Task requirements:
Print every item below word for word, keeping each line unchanged and in its original order.

Excerpted records:
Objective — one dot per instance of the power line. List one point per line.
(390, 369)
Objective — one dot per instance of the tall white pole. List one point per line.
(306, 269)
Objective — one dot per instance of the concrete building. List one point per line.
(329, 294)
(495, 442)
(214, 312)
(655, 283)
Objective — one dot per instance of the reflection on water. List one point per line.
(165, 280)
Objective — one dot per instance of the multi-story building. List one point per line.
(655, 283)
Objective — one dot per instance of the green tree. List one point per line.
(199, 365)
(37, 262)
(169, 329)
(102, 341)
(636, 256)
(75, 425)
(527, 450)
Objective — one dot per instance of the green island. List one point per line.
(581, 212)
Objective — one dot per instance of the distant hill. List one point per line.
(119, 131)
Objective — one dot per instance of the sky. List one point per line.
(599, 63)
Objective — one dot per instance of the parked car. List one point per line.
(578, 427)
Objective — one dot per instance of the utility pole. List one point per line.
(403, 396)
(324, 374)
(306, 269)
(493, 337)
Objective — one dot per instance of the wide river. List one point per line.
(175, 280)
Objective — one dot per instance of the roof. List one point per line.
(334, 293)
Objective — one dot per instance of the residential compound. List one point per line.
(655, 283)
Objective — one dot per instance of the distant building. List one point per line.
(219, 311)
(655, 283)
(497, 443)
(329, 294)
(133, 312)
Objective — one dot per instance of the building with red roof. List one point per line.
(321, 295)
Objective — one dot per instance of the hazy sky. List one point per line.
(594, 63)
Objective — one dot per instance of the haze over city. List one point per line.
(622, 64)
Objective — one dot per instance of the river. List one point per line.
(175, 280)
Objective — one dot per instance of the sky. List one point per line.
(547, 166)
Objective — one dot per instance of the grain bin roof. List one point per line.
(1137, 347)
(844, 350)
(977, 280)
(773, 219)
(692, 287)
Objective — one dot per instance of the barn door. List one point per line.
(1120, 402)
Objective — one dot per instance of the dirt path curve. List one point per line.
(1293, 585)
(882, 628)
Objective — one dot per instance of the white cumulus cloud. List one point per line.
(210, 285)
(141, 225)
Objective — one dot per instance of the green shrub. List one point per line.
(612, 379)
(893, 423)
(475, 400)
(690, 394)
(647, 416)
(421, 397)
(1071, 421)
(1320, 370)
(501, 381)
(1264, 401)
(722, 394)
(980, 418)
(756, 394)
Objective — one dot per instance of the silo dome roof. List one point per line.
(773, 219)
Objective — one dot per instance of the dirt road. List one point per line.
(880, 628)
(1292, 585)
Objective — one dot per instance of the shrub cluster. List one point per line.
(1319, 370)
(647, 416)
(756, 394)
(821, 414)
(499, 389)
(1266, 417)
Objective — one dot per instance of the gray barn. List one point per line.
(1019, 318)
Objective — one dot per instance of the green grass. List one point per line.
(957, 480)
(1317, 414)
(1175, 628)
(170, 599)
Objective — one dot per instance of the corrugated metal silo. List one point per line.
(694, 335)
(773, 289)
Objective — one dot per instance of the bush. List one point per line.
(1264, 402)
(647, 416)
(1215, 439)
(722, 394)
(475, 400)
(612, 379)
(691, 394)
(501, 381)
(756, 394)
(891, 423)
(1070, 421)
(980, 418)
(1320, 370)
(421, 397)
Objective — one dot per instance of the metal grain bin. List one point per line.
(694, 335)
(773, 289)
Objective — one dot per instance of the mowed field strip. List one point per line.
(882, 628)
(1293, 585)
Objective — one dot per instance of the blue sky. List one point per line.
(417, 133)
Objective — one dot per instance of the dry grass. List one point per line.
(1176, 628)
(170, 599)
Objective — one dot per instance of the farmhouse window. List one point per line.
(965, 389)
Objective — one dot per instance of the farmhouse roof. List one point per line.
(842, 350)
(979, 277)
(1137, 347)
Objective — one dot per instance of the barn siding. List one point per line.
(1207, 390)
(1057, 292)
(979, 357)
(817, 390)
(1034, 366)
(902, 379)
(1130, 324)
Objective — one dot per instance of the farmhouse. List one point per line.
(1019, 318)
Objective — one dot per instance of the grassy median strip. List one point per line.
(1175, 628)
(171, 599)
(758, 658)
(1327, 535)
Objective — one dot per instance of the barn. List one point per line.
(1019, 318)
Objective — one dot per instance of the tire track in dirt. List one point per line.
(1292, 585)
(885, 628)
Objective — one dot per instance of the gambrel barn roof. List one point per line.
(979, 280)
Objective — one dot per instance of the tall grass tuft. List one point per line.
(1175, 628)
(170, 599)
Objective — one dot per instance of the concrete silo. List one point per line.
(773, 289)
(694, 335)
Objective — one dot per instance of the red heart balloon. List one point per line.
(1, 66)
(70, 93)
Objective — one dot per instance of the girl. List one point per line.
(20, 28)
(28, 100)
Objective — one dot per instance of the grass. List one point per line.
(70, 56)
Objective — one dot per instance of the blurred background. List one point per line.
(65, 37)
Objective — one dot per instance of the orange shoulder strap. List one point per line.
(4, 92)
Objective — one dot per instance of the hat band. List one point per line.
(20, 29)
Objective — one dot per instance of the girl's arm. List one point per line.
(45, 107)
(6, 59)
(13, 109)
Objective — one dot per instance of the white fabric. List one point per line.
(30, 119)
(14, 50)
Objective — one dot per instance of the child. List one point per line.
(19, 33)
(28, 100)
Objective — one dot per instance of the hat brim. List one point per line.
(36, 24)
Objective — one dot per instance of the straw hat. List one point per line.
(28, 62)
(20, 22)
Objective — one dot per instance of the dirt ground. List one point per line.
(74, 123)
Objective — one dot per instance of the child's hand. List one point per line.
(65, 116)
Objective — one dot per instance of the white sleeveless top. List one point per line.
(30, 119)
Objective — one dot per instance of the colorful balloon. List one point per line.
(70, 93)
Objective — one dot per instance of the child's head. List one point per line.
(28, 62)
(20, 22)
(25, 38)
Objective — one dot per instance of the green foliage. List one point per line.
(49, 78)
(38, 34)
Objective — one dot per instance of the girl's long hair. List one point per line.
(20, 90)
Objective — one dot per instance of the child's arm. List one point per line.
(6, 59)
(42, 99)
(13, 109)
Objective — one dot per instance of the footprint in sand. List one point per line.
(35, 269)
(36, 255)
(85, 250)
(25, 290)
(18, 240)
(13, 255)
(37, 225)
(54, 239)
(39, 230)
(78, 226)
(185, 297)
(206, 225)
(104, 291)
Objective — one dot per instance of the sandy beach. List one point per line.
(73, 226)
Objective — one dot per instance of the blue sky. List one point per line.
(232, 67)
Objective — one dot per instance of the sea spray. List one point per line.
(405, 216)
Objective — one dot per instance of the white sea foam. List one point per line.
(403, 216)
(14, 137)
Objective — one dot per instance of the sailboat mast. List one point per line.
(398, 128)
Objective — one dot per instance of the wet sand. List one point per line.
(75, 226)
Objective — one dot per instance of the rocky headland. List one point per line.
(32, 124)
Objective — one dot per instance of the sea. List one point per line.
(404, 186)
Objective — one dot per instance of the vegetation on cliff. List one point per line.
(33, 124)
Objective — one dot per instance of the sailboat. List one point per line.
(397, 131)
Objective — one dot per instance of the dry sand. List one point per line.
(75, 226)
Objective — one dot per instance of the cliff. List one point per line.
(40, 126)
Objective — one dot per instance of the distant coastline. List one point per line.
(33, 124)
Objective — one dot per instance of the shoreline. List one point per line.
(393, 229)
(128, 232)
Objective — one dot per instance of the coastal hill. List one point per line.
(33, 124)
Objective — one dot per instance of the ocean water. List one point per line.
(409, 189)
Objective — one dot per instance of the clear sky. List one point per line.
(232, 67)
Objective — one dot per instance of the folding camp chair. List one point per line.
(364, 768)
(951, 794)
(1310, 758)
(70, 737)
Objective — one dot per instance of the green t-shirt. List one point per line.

Answer for the task:
Objective — one dot per instance of the power line. List one point per line.
(390, 369)
Objective — one dot per instance of the tall white pole. List one point per line.
(306, 269)
Objective — one dot per instance of the concrete building. List one point per line.
(329, 294)
(495, 442)
(214, 312)
(655, 283)
Objective — one dot per instance of the reflection on water. List one point per line.
(165, 280)
Objective — one dot per instance of the multi-story building. List one point per line.
(655, 283)
Objective — one dot per instance of the green tree. List one point per line.
(199, 365)
(37, 262)
(169, 329)
(102, 341)
(636, 256)
(75, 425)
(527, 450)
Objective — one dot per instance of the green island. List one point per line.
(581, 212)
Objective — one dot per instance of the distant hill. List one point per line.
(119, 131)
Objective — one dot per instance of the sky. List one point per line.
(599, 63)
Objective — one dot per instance of the parked car. List one point per line.
(578, 427)
Objective — one dot per instance of the utility pole. List one point per line.
(403, 396)
(324, 374)
(306, 269)
(493, 337)
Objective — one dot per instance of the wide river. List one point per line.
(175, 280)
Objective — one dot per instance of the roof. List one point per line.
(334, 293)
Objective — one dot per instance of the residential compound. List one point per line.
(655, 283)
Objective — one dot per instance of the distant building. List one point per line.
(219, 311)
(655, 283)
(497, 443)
(329, 294)
(133, 312)
Objective — one dot per instance of the building with red roof. List one point per line.
(321, 295)
Objective — one dot per instance of the hazy sky. List one point per line.
(594, 63)
Objective — one dot per instance of the haze over city. List one point per line.
(622, 64)
Objective — one dot per instance of the river. List one point per line.
(175, 280)
Objective — one dot per instance of the sky. List one point per line.
(547, 166)
Objective — one dot per instance of the grain bin roof. List one point per line.
(1137, 347)
(844, 350)
(977, 280)
(773, 219)
(692, 287)
Objective — one dot per instance of the barn door. List one point per line.
(1120, 402)
Objective — one dot per instance of the dirt path curve. List one point per line.
(1293, 585)
(882, 628)
Objective — one dot per instance of the white cumulus cloud. List one point per line.
(210, 285)
(141, 225)
Objective — one dot per instance of the green shrub. List one point per line.
(612, 379)
(893, 423)
(475, 400)
(690, 394)
(647, 416)
(421, 397)
(1071, 421)
(1320, 370)
(501, 381)
(1264, 401)
(722, 394)
(980, 418)
(756, 394)
Objective — one dot per instance of the silo dome roof. List one point per line.
(773, 219)
Objective — one dot per instance of the dirt road. List one point per line.
(880, 628)
(1292, 585)
Objective — one dot per instance of the shrub cluster. List one point per line.
(1319, 370)
(647, 416)
(756, 394)
(821, 414)
(499, 389)
(1266, 417)
Objective — one dot per instance of the gray barn. List one point per line.
(1019, 318)
Objective — one dot per instance of the green grass. List one point per line.
(957, 480)
(1317, 414)
(1175, 628)
(170, 599)
Objective — one dot per instance of the corrugated metal silo. List one point per line.
(694, 335)
(773, 289)
Objective — one dot per instance of the bush. List one point per line.
(1264, 402)
(647, 416)
(1215, 439)
(722, 394)
(475, 400)
(612, 379)
(691, 394)
(501, 381)
(756, 394)
(891, 423)
(1070, 421)
(980, 418)
(1320, 370)
(421, 397)
Objective — one dot per instance of the metal grain bin. List one point per line.
(694, 335)
(773, 289)
Objective — one dot per instance of the mowed field strip. List one point per line.
(882, 628)
(1293, 585)
Objective — one dot per instance of the blue sky. List one point per line.
(417, 133)
Objective — one dot per instance of the dry grass. List one point per line.
(1176, 628)
(170, 599)
Objective — one dot per instance of the farmhouse window. List one point per line.
(965, 389)
Objective — one dot per instance of the farmhouse roof. List one point per line.
(842, 350)
(979, 277)
(1137, 347)
Objective — one dot per instance of the barn siding. List one point per line.
(1207, 390)
(1057, 292)
(979, 357)
(817, 390)
(1034, 366)
(902, 379)
(1130, 324)
Objective — one dot per instance of the farmhouse. List one point per line.
(1019, 318)
Objective — one dot per instance of the grassy median strip. List one point per line.
(1175, 628)
(171, 599)
(758, 658)
(1327, 535)
Objective — one dot per instance of the barn. List one point per line.
(1019, 318)
Objective — one dot per instance of the tire track in dirt. List one point per line.
(1292, 585)
(885, 628)
Objective — one dot per instance of the gambrel barn roof. List one point per line.
(979, 280)
Objective — one dot per instance of the tall grass tuft. List one point per line.
(1175, 628)
(170, 599)
Objective — one dot per instance of the concrete silo. List one point per line.
(773, 289)
(694, 335)
Objective — one dot per instance of the red heart balloon. List one point per line.
(1, 66)
(70, 93)
Objective — one dot per instance of the girl. List one point per line.
(20, 28)
(28, 100)
Objective — one dot per instance of the grass. List one point per line.
(70, 56)
Objective — one dot per instance of the blurred background. List one point per line.
(65, 37)
Objective — one dot per instance of the orange shoulder strap. List one point per line.
(4, 92)
Objective — one dot per instance of the hat band. List one point per line.
(20, 29)
Objective — one dot per instance of the girl's arm. List one point per line.
(45, 107)
(6, 59)
(13, 109)
Objective — one dot per instance of the white fabric. List one point per line.
(30, 119)
(14, 50)
Objective — one dot per instance of the child. List one point per line.
(19, 33)
(28, 100)
Objective — one dot per instance of the hat brim. List one point per line.
(36, 24)
Objective — one dot per instance of the straw hat. List one point per line.
(28, 62)
(20, 22)
Objective — one dot per instance of the dirt ground. List one point per line.
(74, 123)
Objective — one dot per instance of the child's hand. List one point per line.
(65, 116)
Objective — one dot per instance of the white sleeveless top. List one point per line.
(30, 119)
Objective — one dot per instance of the colorful balloon. List one point per line.
(70, 93)
Objective — one dot per instance of the child's head. List one point per line.
(28, 62)
(20, 22)
(25, 38)
Objective — one dot per instance of the green foliage. List one point per line.
(49, 78)
(38, 34)
Objective — one dot per instance of the girl's long hair. List one point per line.
(20, 90)
Objective — one dot per instance of the child's arm. List one point per line.
(6, 59)
(42, 99)
(13, 109)
Objective — one dot per instance of the footprint in sand. List one point per line.
(35, 269)
(36, 255)
(85, 250)
(25, 290)
(18, 240)
(13, 255)
(37, 225)
(54, 239)
(39, 230)
(78, 226)
(185, 297)
(206, 225)
(104, 291)
Objective — one dot per instance of the sandy beach. List one point per line.
(73, 226)
Objective — one dot per instance of the blue sky. List one point per line.
(232, 67)
Objective — one dot per instance of the sea spray. List one point per line.
(405, 216)
Objective — one dot per instance of the white sea foam. List one point per line.
(403, 216)
(14, 137)
Objective — one dot per instance of the sailboat mast. List one point per line.
(398, 128)
Objective — one dot per instance of the wet sand. List one point per line.
(75, 226)
Objective — one dot per instance of the rocky headland. List one point per line.
(32, 124)
Objective — one dot per instance of the sea. List one point per line.
(404, 186)
Objective — one dot per instance of the vegetation on cliff. List one point per line.
(33, 124)
Objective — one dot per instance of the sailboat. List one point per line.
(397, 131)
Objective — one dot per instance of the dry sand. List one point per line.
(75, 226)
Objective — one dot per instance of the cliff. List one point per line.
(40, 126)
Objective — one dot per instance of the distant coastline. List one point per line.
(33, 124)
Objective — one dot per instance of the shoreline. List one point per line.
(393, 229)
(128, 232)
Objective — one dot per instance of the coastal hill. List one point per line.
(33, 124)
Objective — one dot per instance of the ocean water. List one point per line.
(409, 189)
Objective — one dot per instance of the clear sky. List one point per line.
(232, 67)
Objective — one dot per instance of the folding camp chair. List one point per line.
(364, 768)
(951, 794)
(1310, 758)
(70, 737)
Objective — one dot per instance of the green t-shirt. List one point per line.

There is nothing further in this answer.